TASK STATEMENT. Return every entry below without altering a word.
=== RECORDS FOR THE TASK ===
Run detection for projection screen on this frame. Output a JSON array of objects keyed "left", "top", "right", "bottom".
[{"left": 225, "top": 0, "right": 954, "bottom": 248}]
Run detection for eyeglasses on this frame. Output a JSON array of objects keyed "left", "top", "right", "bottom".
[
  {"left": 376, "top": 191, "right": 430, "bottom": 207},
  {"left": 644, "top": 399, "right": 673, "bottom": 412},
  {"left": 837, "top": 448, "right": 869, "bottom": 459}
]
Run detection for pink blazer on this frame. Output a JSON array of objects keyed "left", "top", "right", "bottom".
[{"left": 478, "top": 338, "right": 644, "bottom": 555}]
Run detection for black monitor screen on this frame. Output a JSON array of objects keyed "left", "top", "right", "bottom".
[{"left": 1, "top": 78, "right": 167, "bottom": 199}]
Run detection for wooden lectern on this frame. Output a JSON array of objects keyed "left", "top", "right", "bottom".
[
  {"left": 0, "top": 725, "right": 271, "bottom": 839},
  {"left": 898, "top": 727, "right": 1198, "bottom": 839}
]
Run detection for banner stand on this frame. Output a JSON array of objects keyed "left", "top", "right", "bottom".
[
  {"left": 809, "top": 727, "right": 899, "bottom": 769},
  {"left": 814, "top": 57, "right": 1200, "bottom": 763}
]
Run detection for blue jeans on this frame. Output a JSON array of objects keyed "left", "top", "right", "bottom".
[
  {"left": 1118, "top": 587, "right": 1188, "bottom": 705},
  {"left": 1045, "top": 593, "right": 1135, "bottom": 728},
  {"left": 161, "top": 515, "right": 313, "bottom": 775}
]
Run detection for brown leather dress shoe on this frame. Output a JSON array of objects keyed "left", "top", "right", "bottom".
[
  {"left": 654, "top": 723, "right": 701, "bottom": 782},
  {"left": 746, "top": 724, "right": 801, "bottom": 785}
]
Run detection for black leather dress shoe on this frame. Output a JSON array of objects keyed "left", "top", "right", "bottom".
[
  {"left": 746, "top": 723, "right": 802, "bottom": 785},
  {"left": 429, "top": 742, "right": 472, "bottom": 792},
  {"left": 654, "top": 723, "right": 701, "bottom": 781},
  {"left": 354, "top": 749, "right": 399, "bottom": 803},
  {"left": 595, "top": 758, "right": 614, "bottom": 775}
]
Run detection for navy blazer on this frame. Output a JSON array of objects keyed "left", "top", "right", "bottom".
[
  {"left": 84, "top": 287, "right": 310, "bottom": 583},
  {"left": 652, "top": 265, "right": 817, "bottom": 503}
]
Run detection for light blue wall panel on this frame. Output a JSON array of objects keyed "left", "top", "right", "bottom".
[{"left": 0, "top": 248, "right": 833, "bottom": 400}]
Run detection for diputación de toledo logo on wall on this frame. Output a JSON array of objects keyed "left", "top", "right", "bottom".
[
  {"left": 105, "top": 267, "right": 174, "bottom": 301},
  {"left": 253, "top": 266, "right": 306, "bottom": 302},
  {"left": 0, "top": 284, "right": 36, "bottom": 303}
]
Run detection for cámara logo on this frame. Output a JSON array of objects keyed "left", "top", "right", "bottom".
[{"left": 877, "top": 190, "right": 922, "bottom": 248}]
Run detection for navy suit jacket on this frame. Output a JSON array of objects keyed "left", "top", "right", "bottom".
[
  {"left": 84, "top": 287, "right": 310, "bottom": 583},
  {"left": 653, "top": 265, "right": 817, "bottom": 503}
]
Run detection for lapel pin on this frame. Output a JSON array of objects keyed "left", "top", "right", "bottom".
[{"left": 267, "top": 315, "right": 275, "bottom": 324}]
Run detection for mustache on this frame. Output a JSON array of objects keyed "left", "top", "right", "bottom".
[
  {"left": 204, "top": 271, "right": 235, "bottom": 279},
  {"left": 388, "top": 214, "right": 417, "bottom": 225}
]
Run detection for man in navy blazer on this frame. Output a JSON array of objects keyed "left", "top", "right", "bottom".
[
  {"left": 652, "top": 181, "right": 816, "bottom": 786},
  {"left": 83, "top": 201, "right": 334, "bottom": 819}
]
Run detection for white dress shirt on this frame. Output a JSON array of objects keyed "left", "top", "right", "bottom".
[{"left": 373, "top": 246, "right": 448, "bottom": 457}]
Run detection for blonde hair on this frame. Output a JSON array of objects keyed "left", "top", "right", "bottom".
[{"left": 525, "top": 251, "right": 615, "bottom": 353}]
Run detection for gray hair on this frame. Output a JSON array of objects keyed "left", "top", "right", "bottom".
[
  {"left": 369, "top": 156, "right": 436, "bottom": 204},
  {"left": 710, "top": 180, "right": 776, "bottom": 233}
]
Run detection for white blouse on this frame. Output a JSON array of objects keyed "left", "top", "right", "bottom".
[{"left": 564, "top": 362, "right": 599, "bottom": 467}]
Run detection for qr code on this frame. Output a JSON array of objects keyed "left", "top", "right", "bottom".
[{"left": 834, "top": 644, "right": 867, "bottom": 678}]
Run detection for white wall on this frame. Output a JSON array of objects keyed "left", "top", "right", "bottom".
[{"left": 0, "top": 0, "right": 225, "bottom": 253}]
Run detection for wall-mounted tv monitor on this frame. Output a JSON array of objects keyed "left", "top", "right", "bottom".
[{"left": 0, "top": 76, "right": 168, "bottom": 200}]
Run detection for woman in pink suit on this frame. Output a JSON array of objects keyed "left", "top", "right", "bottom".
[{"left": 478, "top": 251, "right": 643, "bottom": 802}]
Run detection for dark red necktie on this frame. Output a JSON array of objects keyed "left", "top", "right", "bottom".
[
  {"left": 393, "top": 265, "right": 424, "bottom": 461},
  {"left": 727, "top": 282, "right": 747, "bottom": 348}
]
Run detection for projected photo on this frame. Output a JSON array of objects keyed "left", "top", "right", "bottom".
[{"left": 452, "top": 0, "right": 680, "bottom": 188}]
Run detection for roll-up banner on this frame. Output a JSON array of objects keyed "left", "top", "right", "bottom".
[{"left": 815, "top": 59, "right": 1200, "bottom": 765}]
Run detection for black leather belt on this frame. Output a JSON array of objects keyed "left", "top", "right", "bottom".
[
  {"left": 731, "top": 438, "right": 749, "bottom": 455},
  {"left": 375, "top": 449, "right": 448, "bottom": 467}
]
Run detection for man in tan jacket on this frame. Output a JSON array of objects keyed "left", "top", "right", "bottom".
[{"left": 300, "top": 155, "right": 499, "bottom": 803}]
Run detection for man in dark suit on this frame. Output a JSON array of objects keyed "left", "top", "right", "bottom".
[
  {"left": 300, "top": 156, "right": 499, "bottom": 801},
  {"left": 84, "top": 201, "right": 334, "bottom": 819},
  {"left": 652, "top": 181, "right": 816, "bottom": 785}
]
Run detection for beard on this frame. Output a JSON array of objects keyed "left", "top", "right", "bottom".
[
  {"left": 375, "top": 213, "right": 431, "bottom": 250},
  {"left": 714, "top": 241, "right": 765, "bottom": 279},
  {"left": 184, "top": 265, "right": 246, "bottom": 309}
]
===
THE ANSWER.
Run detection for projection screen on this frame. Output a JSON array of objects keyed "left", "top", "right", "bottom".
[{"left": 225, "top": 0, "right": 954, "bottom": 248}]
Run detection for eyeglasses on this frame. Output a JSON array of objects keyed "left", "top", "right", "bottom".
[
  {"left": 376, "top": 191, "right": 430, "bottom": 207},
  {"left": 644, "top": 399, "right": 673, "bottom": 412},
  {"left": 837, "top": 448, "right": 869, "bottom": 459}
]
Run detection for pink blazer on this frame. Output a JSON array of objects keyed "left", "top", "right", "bottom".
[{"left": 478, "top": 338, "right": 644, "bottom": 555}]
Run detection for black monitor screen on this frame. Output a JSON array of objects keyed "left", "top", "right", "bottom".
[{"left": 1, "top": 78, "right": 167, "bottom": 199}]
Run detection for wooden lectern on this frame. Output a JSON array of objects keyed "left", "top", "right", "bottom".
[
  {"left": 0, "top": 725, "right": 271, "bottom": 839},
  {"left": 898, "top": 727, "right": 1198, "bottom": 839}
]
Run detection for banner stand on this frame. Output a JSON array of objects keyed "left", "top", "right", "bottom".
[
  {"left": 809, "top": 727, "right": 899, "bottom": 769},
  {"left": 814, "top": 57, "right": 1200, "bottom": 763}
]
Run detection for blue jeans on this frame. Output a JSON array of objects keyed "left", "top", "right", "bottom".
[
  {"left": 1118, "top": 587, "right": 1188, "bottom": 705},
  {"left": 1045, "top": 593, "right": 1135, "bottom": 728},
  {"left": 161, "top": 515, "right": 313, "bottom": 775}
]
Run detection for brown leather dress shoe on this frame. Output a JSON array of objects keyed "left", "top", "right", "bottom".
[
  {"left": 654, "top": 723, "right": 701, "bottom": 782},
  {"left": 746, "top": 724, "right": 801, "bottom": 785}
]
Run detection for black leather dress shoe on this frame. Output a JSON array of objects keyed "left", "top", "right", "bottom".
[
  {"left": 746, "top": 723, "right": 802, "bottom": 785},
  {"left": 429, "top": 742, "right": 472, "bottom": 792},
  {"left": 654, "top": 723, "right": 701, "bottom": 781},
  {"left": 354, "top": 749, "right": 399, "bottom": 803},
  {"left": 595, "top": 758, "right": 614, "bottom": 775}
]
Run detection for navy blazer on this frame. Output a JSON array of objects keyed "left", "top", "right", "bottom".
[
  {"left": 84, "top": 287, "right": 310, "bottom": 583},
  {"left": 652, "top": 265, "right": 817, "bottom": 503}
]
Run detection for light blue wall panel on this frame. Output a JSON array of objects keyed "left", "top", "right", "bottom".
[{"left": 0, "top": 248, "right": 833, "bottom": 400}]
Run detection for diputación de toledo logo on wall on this frame. Output a JSON array of objects keyed "left", "top", "right", "bottom".
[
  {"left": 105, "top": 267, "right": 174, "bottom": 301},
  {"left": 253, "top": 266, "right": 306, "bottom": 302},
  {"left": 0, "top": 284, "right": 36, "bottom": 303}
]
Run detection for cámara logo on this frame. Output a JSON array of objects keyed "left", "top", "right", "bottom".
[{"left": 877, "top": 190, "right": 922, "bottom": 248}]
Run detection for navy suit jacket on this frame. Output a JSON array of objects keyed "left", "top", "right", "bottom".
[
  {"left": 84, "top": 287, "right": 310, "bottom": 583},
  {"left": 653, "top": 265, "right": 817, "bottom": 503}
]
Run detection for lapel pin on this frame. Output a JSON array of objects keyed "left", "top", "right", "bottom".
[{"left": 267, "top": 315, "right": 275, "bottom": 324}]
Run detection for mustache on this frame. Output a JSON array of objects keyed "left", "top", "right", "bottom".
[
  {"left": 204, "top": 271, "right": 235, "bottom": 279},
  {"left": 388, "top": 214, "right": 417, "bottom": 225}
]
Run detection for man in navy blazer on this frame. Output a JSON array of objects keyed "left", "top", "right", "bottom".
[
  {"left": 652, "top": 181, "right": 816, "bottom": 786},
  {"left": 83, "top": 201, "right": 334, "bottom": 819}
]
Run detection for white dress shirt on this frame. Output a JSON array of objects keyed "left", "top", "right", "bottom".
[{"left": 373, "top": 246, "right": 448, "bottom": 457}]
Run detection for blonde hair on this frame. Output a JSON array of objects keyed "left", "top", "right", "bottom".
[{"left": 525, "top": 251, "right": 615, "bottom": 353}]
Run detection for gray hair on this frame. Output a JSON array of objects keyed "left", "top", "right", "bottom".
[
  {"left": 369, "top": 156, "right": 436, "bottom": 204},
  {"left": 710, "top": 180, "right": 776, "bottom": 233}
]
Run detection for white blouse on this frame. Output a JSON array of objects keyed "left", "top", "right", "bottom".
[{"left": 564, "top": 362, "right": 599, "bottom": 467}]
Run detection for qr code on this frame. Output a JSON array of objects keyed "left", "top", "right", "bottom".
[{"left": 834, "top": 644, "right": 867, "bottom": 678}]
Run detection for white wall on this frame. Output a JSON array of objects keyed "left", "top", "right", "bottom".
[{"left": 0, "top": 0, "right": 225, "bottom": 253}]
Run detection for wall-mounted tv monitor on this frame. Output a JSON array of objects keyed "left", "top", "right", "bottom".
[{"left": 0, "top": 76, "right": 168, "bottom": 200}]
Run detection for woman in pink suit on this frame. Output a JSON array of objects keyed "left", "top", "right", "bottom".
[{"left": 478, "top": 251, "right": 643, "bottom": 802}]
Run detection for dark red necktie on this frame. Output a JSON array of objects keyed "left", "top", "right", "bottom".
[
  {"left": 393, "top": 265, "right": 424, "bottom": 461},
  {"left": 727, "top": 282, "right": 747, "bottom": 348}
]
Run detection for projected photo on this frame. Output a JSON array of objects keyed "left", "top", "right", "bottom".
[{"left": 452, "top": 0, "right": 680, "bottom": 188}]
Run detection for roll-up banner on this frame. Output a JSON array of objects keyed "left", "top", "right", "bottom".
[{"left": 815, "top": 59, "right": 1200, "bottom": 765}]
Run detection for black leather belt on this frame. Output a JSON array of objects keyed "left", "top", "right", "bottom".
[
  {"left": 731, "top": 438, "right": 749, "bottom": 455},
  {"left": 375, "top": 449, "right": 448, "bottom": 467}
]
Run detection for man in tan jacket on this frame. Output a JSON array of objects keyed "left", "top", "right", "bottom".
[{"left": 300, "top": 155, "right": 499, "bottom": 803}]
Run detection for man in dark suit on this frame. Output a JSON array of objects keyed "left", "top", "right", "bottom".
[
  {"left": 300, "top": 156, "right": 499, "bottom": 801},
  {"left": 84, "top": 201, "right": 334, "bottom": 819},
  {"left": 652, "top": 181, "right": 816, "bottom": 785}
]
Run detection for beard on this frame. Output a JSON array of objects keyed "left", "top", "right", "bottom".
[
  {"left": 375, "top": 213, "right": 431, "bottom": 250},
  {"left": 714, "top": 241, "right": 765, "bottom": 279},
  {"left": 184, "top": 265, "right": 246, "bottom": 309}
]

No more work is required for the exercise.